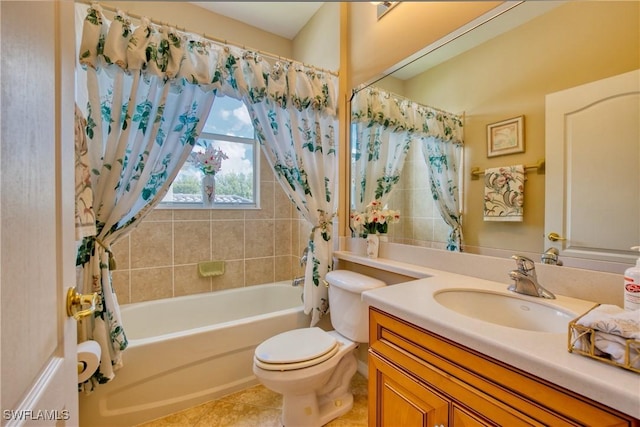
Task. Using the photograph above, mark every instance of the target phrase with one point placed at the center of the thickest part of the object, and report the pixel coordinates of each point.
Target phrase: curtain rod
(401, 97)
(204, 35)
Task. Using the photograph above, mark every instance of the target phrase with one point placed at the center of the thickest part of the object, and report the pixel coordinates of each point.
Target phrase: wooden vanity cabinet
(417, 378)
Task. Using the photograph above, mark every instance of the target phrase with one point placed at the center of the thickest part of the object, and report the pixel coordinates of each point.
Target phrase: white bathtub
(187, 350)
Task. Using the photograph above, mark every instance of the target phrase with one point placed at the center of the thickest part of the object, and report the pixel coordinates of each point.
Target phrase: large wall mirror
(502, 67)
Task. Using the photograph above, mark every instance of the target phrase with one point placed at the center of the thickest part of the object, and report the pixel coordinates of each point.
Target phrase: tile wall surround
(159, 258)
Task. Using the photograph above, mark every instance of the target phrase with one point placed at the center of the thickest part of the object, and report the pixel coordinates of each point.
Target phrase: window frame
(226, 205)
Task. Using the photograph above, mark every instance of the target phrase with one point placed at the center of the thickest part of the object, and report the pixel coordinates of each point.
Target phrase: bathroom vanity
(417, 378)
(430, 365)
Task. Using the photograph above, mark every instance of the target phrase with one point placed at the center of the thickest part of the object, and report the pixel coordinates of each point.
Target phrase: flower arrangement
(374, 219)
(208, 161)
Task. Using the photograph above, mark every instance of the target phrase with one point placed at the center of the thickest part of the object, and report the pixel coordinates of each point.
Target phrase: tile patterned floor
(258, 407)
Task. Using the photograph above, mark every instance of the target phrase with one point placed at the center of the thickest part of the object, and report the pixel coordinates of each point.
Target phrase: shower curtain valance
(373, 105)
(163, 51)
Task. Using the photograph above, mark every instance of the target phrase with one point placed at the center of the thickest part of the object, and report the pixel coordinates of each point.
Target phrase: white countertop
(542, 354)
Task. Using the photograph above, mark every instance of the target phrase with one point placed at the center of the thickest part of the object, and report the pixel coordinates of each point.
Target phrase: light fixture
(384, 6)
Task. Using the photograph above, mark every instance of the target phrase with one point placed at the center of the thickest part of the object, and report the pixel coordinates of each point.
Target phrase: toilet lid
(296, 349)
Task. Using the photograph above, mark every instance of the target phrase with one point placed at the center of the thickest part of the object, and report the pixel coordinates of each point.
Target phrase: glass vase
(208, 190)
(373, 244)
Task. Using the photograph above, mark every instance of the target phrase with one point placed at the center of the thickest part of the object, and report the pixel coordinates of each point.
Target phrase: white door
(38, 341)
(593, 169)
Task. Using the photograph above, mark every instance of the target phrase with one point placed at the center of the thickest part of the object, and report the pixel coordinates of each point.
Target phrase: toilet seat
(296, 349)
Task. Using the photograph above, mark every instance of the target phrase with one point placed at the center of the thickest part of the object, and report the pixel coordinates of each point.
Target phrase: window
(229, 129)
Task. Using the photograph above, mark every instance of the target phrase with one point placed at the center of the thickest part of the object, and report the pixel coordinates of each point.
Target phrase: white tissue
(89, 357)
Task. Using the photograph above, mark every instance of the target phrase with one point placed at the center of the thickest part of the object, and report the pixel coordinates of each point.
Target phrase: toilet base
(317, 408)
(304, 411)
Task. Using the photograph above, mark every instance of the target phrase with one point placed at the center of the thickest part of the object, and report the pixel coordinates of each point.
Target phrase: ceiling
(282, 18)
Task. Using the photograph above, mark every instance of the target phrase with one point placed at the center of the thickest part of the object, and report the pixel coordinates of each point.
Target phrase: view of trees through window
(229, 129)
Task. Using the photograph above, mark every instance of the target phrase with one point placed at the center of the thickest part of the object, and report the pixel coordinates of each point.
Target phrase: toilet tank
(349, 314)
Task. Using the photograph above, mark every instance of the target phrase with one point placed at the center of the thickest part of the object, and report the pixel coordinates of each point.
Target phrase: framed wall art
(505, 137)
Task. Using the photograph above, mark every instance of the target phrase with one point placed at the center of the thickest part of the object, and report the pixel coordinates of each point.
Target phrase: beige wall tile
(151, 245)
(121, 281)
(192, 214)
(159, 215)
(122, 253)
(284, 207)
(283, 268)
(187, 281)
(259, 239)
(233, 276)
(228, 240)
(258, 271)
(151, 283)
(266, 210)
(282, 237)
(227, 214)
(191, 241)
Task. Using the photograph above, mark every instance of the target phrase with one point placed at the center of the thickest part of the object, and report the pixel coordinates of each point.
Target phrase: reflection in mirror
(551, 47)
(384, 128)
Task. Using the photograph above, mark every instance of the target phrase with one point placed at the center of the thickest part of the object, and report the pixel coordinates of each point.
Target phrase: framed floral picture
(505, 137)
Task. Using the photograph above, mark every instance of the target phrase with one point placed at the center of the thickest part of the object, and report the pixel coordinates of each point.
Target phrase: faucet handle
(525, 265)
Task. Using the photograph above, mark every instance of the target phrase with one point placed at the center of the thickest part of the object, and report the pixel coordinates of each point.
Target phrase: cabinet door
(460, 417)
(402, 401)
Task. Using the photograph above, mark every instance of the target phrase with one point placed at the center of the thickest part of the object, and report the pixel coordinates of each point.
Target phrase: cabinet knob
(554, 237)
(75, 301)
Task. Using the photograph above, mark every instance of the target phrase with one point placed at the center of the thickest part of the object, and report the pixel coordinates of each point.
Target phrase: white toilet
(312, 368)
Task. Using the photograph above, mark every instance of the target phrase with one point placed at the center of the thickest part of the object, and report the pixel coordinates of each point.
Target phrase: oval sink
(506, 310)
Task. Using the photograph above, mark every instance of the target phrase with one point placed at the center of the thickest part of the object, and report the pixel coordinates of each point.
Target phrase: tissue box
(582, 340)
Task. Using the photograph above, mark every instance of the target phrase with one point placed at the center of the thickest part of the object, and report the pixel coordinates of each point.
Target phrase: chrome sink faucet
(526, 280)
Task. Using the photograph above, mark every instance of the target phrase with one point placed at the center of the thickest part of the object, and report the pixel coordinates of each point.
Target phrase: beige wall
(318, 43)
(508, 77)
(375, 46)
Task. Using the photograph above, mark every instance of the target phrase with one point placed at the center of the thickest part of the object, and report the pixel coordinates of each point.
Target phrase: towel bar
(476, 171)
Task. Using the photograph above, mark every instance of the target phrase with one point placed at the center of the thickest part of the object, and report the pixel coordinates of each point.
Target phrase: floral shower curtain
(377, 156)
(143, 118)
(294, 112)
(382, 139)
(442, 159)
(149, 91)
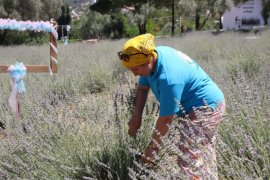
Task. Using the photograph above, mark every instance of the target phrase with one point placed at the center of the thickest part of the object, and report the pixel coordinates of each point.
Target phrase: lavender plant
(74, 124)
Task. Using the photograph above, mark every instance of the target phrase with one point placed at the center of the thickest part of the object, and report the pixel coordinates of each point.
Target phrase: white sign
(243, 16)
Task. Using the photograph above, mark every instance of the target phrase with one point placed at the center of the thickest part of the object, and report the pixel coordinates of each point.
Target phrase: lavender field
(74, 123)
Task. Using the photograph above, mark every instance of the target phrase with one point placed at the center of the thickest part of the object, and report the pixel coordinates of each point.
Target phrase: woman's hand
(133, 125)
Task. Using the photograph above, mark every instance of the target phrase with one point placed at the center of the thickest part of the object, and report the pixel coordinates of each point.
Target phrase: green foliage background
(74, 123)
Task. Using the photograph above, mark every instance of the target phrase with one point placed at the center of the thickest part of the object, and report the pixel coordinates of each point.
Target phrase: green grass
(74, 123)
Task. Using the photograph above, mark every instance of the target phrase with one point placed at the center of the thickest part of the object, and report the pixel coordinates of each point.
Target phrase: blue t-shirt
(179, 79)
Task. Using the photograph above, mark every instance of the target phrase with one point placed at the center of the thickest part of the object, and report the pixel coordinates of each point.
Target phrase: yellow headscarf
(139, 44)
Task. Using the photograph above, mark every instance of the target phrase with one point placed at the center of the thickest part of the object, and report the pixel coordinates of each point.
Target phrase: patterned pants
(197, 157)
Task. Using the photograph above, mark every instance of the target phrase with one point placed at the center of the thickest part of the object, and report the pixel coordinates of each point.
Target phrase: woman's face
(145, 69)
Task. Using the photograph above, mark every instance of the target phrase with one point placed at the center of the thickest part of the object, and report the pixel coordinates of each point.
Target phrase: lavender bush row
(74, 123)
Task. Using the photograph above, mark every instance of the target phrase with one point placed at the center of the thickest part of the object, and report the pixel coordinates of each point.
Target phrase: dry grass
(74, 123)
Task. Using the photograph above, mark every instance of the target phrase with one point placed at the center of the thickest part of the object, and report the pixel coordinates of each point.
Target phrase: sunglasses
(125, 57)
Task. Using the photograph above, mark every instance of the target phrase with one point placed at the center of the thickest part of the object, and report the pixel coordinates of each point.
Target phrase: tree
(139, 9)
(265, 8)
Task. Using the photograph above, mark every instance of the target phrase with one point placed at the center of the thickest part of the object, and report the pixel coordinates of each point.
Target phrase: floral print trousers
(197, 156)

-=-=-=-=-

• What is required:
Copy out each line of the records above that contains the word "green".

• Complete output:
Target phrase: green foliage background
Target phrase: green grass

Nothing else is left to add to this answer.